■ Raw records:

* * *

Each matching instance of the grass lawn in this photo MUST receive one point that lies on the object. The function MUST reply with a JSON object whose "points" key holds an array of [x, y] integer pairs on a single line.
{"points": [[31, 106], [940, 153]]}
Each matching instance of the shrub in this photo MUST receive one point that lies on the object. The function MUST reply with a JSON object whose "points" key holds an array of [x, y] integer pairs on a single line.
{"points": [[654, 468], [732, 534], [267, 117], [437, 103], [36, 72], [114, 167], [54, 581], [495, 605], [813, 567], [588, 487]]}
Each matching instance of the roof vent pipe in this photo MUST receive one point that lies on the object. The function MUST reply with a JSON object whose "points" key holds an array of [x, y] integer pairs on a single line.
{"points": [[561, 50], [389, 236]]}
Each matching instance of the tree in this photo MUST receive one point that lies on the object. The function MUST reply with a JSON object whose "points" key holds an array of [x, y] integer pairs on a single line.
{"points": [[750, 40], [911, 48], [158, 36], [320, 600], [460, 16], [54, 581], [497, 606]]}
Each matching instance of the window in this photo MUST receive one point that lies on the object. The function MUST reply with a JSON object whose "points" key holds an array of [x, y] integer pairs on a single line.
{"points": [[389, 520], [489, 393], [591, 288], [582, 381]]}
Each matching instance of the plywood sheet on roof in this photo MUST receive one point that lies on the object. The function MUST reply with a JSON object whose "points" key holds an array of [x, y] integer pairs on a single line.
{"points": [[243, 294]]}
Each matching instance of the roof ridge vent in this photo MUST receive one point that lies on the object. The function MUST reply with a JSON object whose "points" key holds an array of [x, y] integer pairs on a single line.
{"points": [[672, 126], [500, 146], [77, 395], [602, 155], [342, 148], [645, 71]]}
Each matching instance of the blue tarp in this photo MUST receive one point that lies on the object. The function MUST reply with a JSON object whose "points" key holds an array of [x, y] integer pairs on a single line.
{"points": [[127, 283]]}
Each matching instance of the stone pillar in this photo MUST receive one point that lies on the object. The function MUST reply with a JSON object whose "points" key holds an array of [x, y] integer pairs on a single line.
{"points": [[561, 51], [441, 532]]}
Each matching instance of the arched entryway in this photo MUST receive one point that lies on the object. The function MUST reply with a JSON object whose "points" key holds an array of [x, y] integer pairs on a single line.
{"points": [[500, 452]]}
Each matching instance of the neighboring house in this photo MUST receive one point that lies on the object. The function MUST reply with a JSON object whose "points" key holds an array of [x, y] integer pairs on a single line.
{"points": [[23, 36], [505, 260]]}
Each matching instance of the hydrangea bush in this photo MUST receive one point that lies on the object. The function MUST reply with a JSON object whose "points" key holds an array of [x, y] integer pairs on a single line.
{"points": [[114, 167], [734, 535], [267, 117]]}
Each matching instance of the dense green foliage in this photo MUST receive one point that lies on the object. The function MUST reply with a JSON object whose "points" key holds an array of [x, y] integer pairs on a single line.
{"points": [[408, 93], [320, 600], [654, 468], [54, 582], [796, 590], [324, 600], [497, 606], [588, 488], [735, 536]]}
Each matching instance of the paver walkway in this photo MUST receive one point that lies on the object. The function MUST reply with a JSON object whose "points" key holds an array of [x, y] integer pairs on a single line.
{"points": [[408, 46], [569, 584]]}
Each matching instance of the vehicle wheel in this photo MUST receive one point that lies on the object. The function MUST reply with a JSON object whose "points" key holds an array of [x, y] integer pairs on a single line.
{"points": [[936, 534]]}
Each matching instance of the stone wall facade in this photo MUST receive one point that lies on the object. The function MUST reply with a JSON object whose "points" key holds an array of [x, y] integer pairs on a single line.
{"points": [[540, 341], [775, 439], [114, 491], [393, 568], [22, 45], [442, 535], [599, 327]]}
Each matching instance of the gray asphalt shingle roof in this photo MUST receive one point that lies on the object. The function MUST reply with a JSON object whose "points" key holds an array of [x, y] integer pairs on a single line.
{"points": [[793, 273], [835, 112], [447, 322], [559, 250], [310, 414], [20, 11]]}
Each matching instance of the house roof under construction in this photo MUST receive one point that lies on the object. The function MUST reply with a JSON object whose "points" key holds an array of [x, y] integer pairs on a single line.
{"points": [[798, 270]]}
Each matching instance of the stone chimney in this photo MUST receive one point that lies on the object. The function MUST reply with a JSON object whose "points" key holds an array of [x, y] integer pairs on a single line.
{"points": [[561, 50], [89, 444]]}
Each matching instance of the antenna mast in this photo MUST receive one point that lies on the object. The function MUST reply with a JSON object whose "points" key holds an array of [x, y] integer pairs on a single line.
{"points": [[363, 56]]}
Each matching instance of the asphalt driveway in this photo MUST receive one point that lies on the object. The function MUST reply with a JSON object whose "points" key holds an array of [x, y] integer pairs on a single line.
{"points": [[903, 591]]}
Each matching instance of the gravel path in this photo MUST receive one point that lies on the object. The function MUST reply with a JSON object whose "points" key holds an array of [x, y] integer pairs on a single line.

* * *

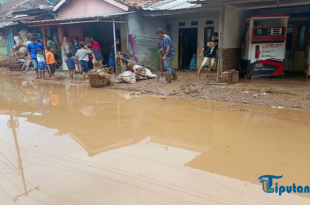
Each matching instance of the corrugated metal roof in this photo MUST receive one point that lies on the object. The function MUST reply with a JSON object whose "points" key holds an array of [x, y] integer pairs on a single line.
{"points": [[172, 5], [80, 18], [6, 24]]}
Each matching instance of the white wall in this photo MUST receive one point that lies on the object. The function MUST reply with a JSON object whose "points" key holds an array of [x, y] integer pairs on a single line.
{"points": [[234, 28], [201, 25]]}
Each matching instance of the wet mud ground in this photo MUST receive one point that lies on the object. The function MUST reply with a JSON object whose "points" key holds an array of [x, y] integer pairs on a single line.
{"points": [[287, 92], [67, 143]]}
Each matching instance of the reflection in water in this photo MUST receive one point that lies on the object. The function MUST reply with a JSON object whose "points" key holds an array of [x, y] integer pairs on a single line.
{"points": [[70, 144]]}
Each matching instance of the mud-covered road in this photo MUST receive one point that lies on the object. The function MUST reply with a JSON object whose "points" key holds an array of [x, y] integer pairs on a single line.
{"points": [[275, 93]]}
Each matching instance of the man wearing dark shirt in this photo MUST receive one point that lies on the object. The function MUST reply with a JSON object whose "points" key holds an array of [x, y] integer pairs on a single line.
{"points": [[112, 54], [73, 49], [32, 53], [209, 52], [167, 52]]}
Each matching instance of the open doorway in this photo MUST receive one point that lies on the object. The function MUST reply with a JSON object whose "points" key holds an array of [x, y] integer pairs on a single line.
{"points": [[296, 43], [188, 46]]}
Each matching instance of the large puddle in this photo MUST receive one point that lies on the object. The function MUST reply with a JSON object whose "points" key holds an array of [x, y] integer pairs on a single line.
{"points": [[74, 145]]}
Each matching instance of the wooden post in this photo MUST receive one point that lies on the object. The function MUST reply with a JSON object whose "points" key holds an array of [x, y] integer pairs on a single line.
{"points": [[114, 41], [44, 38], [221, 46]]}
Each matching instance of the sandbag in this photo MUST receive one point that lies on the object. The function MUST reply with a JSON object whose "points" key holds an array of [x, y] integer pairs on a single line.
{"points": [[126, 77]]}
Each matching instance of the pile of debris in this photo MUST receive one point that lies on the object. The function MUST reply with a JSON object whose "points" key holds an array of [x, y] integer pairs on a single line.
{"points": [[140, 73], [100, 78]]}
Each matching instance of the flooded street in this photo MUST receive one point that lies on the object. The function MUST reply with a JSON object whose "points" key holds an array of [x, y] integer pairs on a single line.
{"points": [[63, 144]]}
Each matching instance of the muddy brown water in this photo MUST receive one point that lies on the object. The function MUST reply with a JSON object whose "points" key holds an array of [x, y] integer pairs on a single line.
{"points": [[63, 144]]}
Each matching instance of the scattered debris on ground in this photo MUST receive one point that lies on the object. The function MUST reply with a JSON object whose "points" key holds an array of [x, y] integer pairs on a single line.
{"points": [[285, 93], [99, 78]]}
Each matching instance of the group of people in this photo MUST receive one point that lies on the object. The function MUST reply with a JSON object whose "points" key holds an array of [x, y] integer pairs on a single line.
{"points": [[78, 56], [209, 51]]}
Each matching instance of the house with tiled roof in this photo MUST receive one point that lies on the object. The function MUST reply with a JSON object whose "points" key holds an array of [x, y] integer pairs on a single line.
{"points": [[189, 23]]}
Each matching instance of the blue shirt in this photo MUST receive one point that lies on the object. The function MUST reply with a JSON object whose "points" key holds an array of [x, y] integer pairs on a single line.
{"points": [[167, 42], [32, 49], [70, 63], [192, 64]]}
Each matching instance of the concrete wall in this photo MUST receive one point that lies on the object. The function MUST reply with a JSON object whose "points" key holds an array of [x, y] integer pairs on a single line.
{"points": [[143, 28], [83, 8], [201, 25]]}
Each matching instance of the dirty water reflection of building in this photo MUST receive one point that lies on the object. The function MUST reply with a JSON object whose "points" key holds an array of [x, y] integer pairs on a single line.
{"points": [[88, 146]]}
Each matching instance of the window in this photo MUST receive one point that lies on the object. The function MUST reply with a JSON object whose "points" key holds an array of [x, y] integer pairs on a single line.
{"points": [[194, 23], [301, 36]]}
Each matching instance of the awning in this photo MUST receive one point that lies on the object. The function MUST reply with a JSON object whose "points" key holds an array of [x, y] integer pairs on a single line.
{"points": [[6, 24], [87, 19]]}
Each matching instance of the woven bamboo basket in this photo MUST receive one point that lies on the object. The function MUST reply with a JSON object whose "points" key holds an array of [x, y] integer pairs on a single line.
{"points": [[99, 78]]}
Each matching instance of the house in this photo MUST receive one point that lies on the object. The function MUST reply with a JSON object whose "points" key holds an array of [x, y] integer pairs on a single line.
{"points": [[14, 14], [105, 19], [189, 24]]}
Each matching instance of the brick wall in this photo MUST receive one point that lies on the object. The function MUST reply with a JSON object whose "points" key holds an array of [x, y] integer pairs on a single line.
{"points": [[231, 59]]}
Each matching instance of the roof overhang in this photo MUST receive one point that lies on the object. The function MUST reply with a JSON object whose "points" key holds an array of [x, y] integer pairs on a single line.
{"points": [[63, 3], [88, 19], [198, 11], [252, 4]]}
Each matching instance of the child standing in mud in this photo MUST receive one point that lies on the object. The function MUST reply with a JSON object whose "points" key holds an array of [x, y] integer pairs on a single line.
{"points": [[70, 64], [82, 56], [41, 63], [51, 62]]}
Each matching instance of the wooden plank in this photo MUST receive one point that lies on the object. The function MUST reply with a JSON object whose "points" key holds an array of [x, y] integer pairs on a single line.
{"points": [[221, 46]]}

* * *

■ WHAT YOU ARE ASKED TO DO:
Filter the lines above, keeping each one that contains the string "shirt", and copy those lines. Case counts.

■ OUTPUT:
Each matching instance of the man wearing dark shirt in this photo MUST receive one point that lies on the object. The function MUST reply with a JSON object whose "points" key holds an array of [x, y] integer pairs on a single line.
Each matching instance of the blue shirt in this photo MUST receive one point that lies on the object. The function MUST reply with a JSON object whose "points" key holds an array of [x, y] integer pairs on a single line.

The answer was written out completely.